━━ Data in this exercise ━━

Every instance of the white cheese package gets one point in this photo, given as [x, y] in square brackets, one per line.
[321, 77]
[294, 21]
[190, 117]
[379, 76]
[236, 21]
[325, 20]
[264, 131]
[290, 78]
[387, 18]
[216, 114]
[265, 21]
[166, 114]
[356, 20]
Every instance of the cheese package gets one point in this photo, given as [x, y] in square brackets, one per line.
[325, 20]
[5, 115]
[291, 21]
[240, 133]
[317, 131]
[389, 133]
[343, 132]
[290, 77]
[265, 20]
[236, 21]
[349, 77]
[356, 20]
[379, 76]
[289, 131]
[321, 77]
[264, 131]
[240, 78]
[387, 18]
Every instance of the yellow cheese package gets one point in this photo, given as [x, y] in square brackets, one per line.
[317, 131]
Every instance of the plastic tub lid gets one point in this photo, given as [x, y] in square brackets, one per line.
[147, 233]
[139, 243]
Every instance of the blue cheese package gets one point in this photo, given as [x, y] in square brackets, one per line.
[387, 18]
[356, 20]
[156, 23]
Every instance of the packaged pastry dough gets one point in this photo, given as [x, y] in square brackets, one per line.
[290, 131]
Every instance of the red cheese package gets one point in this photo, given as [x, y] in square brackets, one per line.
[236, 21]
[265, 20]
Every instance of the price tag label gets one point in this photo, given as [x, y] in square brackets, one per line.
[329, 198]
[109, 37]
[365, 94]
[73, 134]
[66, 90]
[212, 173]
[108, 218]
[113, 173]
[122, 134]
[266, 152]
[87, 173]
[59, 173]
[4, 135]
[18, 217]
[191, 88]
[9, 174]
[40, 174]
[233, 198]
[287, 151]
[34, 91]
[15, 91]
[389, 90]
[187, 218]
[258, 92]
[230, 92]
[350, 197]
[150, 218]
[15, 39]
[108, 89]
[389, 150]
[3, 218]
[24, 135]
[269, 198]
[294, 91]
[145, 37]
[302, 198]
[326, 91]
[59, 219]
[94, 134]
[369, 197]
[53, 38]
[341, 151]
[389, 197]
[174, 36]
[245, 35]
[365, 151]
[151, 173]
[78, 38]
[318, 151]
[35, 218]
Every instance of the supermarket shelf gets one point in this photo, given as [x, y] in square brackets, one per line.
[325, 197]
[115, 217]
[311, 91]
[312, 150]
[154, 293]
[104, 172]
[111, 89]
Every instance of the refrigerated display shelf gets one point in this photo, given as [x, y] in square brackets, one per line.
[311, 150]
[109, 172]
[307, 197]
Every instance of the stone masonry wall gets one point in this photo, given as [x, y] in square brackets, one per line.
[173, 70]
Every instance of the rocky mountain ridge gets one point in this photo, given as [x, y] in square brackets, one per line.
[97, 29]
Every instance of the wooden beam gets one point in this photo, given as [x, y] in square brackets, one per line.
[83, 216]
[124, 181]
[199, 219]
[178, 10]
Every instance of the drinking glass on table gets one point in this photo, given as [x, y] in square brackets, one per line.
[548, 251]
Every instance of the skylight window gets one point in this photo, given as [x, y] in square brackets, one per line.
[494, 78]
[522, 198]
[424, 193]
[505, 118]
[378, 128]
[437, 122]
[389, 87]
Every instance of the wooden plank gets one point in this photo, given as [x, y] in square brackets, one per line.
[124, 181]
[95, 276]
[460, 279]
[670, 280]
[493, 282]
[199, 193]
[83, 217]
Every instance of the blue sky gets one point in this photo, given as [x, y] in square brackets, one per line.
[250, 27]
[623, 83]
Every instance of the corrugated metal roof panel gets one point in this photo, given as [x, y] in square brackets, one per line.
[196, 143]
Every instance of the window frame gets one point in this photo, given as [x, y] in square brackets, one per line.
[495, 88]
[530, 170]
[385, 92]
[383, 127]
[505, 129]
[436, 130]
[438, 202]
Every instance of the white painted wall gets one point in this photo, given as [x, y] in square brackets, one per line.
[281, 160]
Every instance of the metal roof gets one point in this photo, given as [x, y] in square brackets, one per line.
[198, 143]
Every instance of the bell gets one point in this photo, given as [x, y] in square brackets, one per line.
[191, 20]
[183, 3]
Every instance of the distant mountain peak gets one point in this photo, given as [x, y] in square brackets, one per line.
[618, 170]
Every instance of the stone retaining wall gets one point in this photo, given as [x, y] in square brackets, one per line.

━━━

Work task:
Give back the lines above exactly, from the one with "Every instance of the bell" through the last line.

Result:
Every instance of the bell gets one point in this photo, given as [x, y] in square brackets, one per line.
[191, 20]
[183, 3]
Every instance of the distant mountain peak gets one point in this photo, given as [x, y] in square brackets, one per line.
[618, 170]
Every instance of the stone retaining wall gets one point in this photo, given as [x, y] in square brackets, one per line.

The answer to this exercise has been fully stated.